Extrait fourni:
● ● ●
16. « Vous opérez des merveilles, et les opérez seul ». Vous êtes un Dieu véritablement grand, qui opérez des merveilles en notre corps et en notre âme, et le seul pour en opérer. Les sourds ont entendu, les aveugles ont vu, les malades ont été guéris, les morts ont ressuscité, les paralytiques ont recouvré la force. Ces merveilles toutefois sont corporelles ; voyons les miracles sur l’âme. Des hommes naguère adonnés au vin sont devenus sobres ; ceux qui tout à l’heure adoraient des idoles ont embrassé la foi ; d’autres qui volaient le bien des autres donnent leurs biens aux pauvres ». Quel Dieu est grand comme notre Dieu ? Vous opérez des merveilles et les opérez seul. Moïse a fait des merveilles, mais non seul ; Elie en a fait, Elisée en a fait, les Apôtres en ont fait ; mais nul d’entre eux n’était seul. Pour les faire, ces merveilles, vous étiez avec eux ; mais vous, pour les faire, vous n’aviez nul besoin d’eux. Ils n’étaient point avec vous, en effet, quand vous les avez faits eux-mêmes. « Vous êtes un Dieu opérant des merveilles et les opérant seul ». Comment seul ? Peut-être le Père et non le Fils ? ou le Fils et non le Père ? Non, mais le Père, le Fils et le Saint-Esprit. « Vous êtes un Dieu opérant seul des merveilles ». Car il n’y a pas trois dieux, mais un seul Dieu qui fait des merveilles, et qui en fait dans celui qui devance. Car le jeter en avant et le faire arriver où il en est, c’est là une merveille de Dieu ; mais quand il s’est tenu un langage intérieur et dans son âme, et qu’il s’est élevé au-dessus de son âme pour trouver ses délices dans les œuvres de Dieu, c’est lui qui a fait là une merveille. Mais qu’a fait le Seigneur ? « Vous avez fait connaître aux peuples votre puissance ». De là cette Église, ou Asaph qui devance, parce que le Seigneur a fait connaître sa puissance parmi les nations. Quelle puissance a-t-il montrée aux peuples ? « Pour nous, nous prêchons Jésus-Christ crucifié, scandale pour les Juifs, folie pour les Gentils ; mais pour les Juifs qui sont appelés, aussi bien que pour les Grecs, la puissance de Dieu, la sagesse de Dieu[6] ». Si donc le Christ est la puissance de Dieu, c’est le Christ qu’il a fait connaître aux peuples. Pouvons-nous l’ignorer encore ? Serions-nous dans une telle démence, dans une telle prostration, assez arriérés jusqu’à ne pas voir cette parole accomplie : « Vous avez montré aux peuples votre puissance ? »
● ● ●
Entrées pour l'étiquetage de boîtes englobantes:
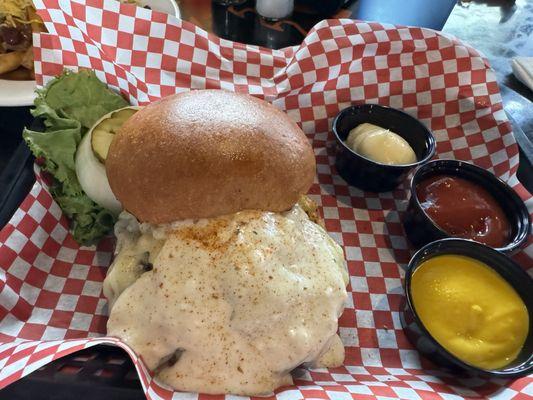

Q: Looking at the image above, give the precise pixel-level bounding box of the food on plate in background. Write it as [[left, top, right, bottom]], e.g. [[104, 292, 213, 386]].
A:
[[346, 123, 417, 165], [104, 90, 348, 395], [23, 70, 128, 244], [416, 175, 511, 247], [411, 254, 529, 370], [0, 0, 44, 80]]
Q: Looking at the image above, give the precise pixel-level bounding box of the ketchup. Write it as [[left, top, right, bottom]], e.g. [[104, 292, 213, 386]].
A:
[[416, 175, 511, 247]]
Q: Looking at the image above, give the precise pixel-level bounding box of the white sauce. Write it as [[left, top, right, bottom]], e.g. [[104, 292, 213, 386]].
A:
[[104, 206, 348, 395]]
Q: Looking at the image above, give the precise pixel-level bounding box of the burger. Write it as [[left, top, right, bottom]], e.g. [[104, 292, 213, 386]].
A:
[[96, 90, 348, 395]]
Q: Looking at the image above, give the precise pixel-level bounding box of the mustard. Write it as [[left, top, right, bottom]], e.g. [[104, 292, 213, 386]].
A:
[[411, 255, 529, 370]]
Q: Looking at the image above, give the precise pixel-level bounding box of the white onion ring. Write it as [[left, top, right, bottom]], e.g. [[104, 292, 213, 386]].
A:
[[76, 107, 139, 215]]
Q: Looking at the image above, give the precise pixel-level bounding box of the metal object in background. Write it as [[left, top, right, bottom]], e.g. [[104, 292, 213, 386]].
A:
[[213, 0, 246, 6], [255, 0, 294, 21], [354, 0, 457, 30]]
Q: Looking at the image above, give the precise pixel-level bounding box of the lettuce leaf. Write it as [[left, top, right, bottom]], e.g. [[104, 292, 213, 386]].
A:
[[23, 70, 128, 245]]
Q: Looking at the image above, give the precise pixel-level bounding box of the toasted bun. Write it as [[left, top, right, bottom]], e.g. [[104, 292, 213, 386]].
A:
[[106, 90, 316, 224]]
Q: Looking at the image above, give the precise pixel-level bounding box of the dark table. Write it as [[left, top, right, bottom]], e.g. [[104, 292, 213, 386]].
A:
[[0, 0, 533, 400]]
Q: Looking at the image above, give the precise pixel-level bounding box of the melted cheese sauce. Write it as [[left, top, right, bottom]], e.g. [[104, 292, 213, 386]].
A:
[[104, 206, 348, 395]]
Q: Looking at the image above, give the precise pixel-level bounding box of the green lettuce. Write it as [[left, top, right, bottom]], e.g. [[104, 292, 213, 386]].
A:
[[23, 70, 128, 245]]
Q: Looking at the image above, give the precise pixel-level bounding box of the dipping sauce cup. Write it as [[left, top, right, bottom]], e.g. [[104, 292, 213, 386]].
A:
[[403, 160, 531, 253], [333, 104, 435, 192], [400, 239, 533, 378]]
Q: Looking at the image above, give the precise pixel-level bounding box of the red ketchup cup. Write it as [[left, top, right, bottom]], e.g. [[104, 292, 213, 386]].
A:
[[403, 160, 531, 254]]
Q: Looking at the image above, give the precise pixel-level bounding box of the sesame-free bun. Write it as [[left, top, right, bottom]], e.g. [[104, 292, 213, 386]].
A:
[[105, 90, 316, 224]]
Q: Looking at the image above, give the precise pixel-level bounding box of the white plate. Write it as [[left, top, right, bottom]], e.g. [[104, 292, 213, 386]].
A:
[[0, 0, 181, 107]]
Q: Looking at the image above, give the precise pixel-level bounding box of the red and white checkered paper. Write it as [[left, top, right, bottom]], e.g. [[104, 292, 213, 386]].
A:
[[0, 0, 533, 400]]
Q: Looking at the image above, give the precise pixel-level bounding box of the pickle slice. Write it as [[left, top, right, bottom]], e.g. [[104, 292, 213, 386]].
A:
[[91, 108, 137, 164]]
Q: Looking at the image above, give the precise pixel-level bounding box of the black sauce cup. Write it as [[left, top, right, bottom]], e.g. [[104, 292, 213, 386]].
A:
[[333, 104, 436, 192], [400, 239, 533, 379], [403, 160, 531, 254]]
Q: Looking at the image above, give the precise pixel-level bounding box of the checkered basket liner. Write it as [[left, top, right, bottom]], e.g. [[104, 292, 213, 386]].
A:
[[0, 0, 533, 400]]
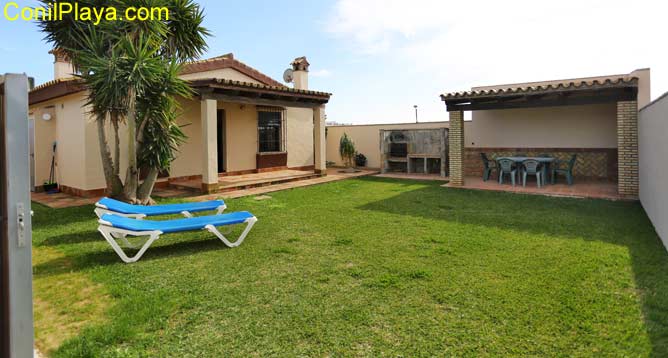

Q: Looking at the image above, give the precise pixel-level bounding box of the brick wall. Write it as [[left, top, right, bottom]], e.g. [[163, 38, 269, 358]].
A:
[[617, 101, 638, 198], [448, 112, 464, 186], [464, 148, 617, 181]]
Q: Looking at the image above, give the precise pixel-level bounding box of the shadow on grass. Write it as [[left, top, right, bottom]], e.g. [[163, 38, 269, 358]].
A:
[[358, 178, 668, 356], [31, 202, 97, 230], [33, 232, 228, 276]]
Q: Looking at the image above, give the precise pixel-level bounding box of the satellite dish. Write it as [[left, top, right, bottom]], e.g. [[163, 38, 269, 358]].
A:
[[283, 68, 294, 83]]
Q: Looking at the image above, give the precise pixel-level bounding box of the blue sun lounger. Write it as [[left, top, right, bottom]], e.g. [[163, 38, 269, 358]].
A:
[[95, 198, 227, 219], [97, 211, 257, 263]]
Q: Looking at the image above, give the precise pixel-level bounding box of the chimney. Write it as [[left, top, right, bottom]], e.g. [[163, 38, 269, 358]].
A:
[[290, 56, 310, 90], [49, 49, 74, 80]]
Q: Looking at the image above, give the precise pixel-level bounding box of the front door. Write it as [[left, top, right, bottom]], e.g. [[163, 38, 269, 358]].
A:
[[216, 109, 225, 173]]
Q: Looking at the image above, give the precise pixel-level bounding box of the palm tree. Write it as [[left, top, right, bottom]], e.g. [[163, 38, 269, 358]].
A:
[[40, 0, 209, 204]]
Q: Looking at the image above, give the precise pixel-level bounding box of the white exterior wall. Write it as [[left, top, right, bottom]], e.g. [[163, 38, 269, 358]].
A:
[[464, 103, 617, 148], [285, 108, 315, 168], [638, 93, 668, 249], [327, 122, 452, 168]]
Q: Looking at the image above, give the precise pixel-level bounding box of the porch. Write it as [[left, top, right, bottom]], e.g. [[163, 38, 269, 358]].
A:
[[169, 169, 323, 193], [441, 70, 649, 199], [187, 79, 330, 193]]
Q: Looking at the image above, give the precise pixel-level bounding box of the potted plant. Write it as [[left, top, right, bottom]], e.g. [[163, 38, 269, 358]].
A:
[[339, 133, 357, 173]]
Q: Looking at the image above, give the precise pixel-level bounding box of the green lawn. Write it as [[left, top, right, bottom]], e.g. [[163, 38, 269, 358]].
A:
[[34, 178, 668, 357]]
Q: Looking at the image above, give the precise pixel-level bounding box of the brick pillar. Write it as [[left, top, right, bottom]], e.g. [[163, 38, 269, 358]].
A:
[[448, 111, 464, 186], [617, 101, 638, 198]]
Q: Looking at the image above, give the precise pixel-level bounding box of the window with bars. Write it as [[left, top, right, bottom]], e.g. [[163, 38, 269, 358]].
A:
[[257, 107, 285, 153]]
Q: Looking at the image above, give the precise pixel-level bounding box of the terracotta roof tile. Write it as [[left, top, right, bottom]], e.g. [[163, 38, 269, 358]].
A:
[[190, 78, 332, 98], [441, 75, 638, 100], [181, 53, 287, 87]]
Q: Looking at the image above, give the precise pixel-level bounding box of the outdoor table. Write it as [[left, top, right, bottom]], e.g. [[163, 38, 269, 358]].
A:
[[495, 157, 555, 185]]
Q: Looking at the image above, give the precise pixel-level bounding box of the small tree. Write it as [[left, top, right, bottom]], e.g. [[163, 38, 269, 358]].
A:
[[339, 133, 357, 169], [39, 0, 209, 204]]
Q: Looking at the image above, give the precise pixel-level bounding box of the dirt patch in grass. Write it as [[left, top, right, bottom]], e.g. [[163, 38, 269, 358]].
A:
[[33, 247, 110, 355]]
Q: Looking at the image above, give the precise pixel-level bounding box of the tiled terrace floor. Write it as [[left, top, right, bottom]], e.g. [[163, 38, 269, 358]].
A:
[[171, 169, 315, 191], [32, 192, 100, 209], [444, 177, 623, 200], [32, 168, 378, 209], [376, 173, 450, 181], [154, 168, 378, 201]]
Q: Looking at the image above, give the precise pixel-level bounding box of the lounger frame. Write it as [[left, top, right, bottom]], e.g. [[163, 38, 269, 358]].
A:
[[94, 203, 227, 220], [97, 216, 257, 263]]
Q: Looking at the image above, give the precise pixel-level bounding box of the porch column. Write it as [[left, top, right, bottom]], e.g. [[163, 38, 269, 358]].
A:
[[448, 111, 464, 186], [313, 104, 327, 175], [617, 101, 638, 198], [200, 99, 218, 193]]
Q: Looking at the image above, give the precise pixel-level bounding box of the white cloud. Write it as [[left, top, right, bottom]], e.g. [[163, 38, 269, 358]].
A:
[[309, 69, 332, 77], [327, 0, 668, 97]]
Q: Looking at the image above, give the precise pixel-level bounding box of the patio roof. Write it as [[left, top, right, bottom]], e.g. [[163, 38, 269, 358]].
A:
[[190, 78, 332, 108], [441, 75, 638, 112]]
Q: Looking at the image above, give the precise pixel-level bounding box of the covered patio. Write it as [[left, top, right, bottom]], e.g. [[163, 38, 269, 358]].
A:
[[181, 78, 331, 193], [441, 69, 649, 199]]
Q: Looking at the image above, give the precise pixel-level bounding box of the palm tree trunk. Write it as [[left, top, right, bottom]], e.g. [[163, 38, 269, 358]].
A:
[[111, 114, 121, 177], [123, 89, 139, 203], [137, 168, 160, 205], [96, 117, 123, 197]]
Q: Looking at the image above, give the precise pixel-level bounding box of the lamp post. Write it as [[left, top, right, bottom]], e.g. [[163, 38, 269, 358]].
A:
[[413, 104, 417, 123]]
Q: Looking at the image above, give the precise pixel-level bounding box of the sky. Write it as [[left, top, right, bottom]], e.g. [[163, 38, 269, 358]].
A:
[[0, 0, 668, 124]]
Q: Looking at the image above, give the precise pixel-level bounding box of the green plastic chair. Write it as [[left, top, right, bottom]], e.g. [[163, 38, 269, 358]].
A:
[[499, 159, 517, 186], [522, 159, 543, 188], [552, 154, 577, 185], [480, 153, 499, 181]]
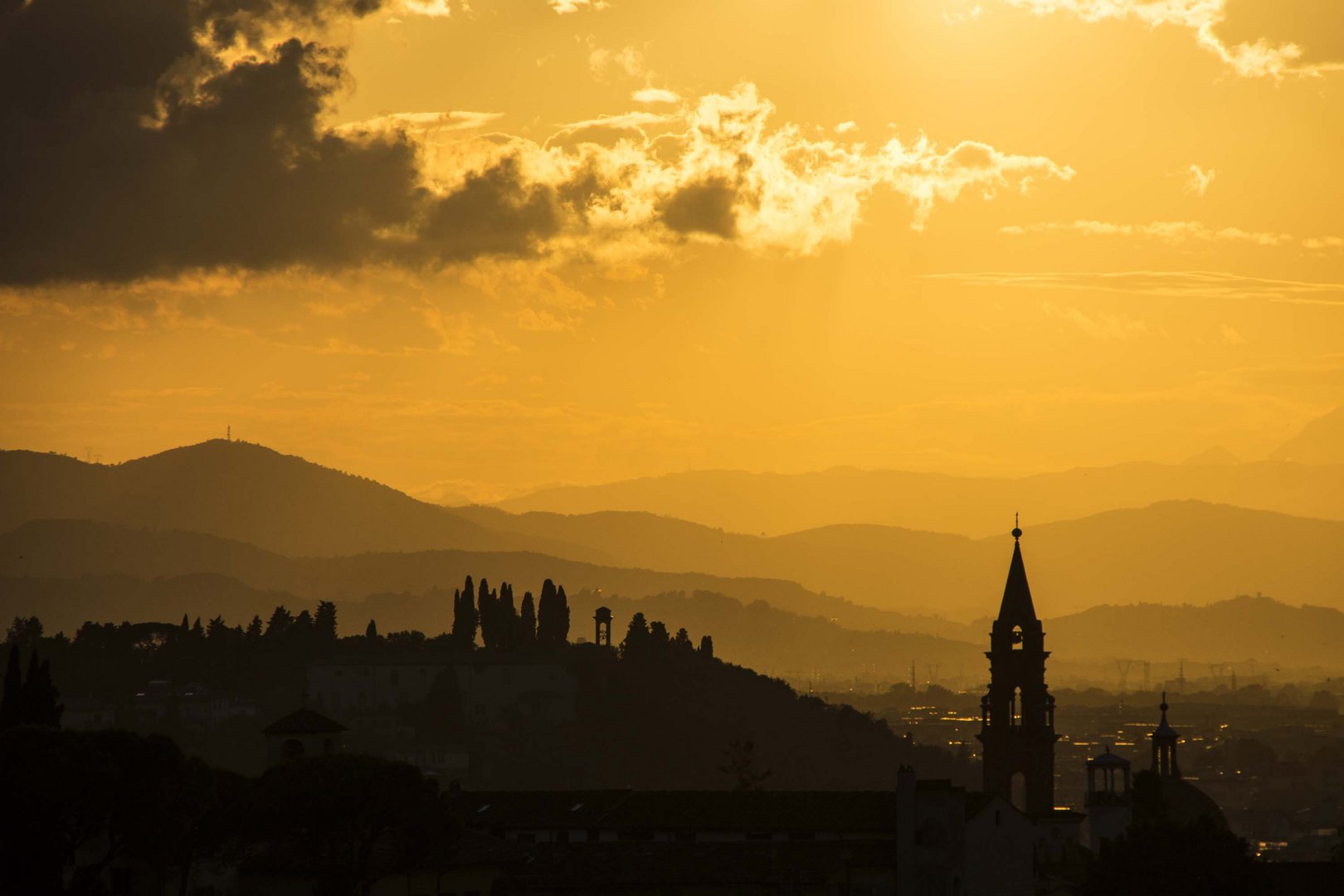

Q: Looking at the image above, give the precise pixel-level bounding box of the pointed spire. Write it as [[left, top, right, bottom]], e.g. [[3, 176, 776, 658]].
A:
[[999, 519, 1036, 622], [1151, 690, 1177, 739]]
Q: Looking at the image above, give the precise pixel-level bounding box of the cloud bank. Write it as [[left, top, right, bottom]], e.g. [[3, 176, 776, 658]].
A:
● ● ●
Consignes:
a: Reproduisez toutes les lignes des enregistrements, de leur début jusqu'à la ligne contenant "0, 44, 80]]", celle-ci comprise, en décalant de 116 chaque coordonnée donnée en réponse. Laissez les images de côté.
b: Prolongez l'extrait sur les merveilles que Dieu opère à partir de l'endroit où il s'arrête.

Réponses attendues:
a:
Q: Looking at the image above, give the precise pixel-level bounding box of the food on plate in background. Write it as [[left, top, right, bottom]], e.g. [[104, 292, 213, 386]].
A:
[[462, 239, 533, 281], [220, 206, 464, 511], [139, 186, 244, 360], [532, 291, 627, 363], [527, 370, 645, 486], [116, 116, 160, 196]]

b:
17. « Votre bras a racheté votre peuple[7] ». « Votre bras », c’est-à-dire votre puissance. À qui le bras du Seigneur a-t-il été révélé[8] ? « Votre bras a racheté votre peuple, les enfants d’Israël et de Joseph ». Comment paraît-il faire deux peuples « des fils d’Israël et des fils de Joseph ? » Ces fils de Joseph étaient-ils fils d’Israël ? Oui, assurément. Voilà ce que nous savons, ce que nous lisons, ce que nous prêche l’Écriture, ce que nous enseigne la vérité, que Israël ou Jacob eut douze fils parmi lesquels nous comptons Joseph, et que tous ceux qui sont nés de ces douze patriarches appartiennent au peuple d’Israël. Pourquoi dire alors, « les fils d’Israël et les fils de Joseph ? » Je ne sais point quelle distinction il veut nous indiquer.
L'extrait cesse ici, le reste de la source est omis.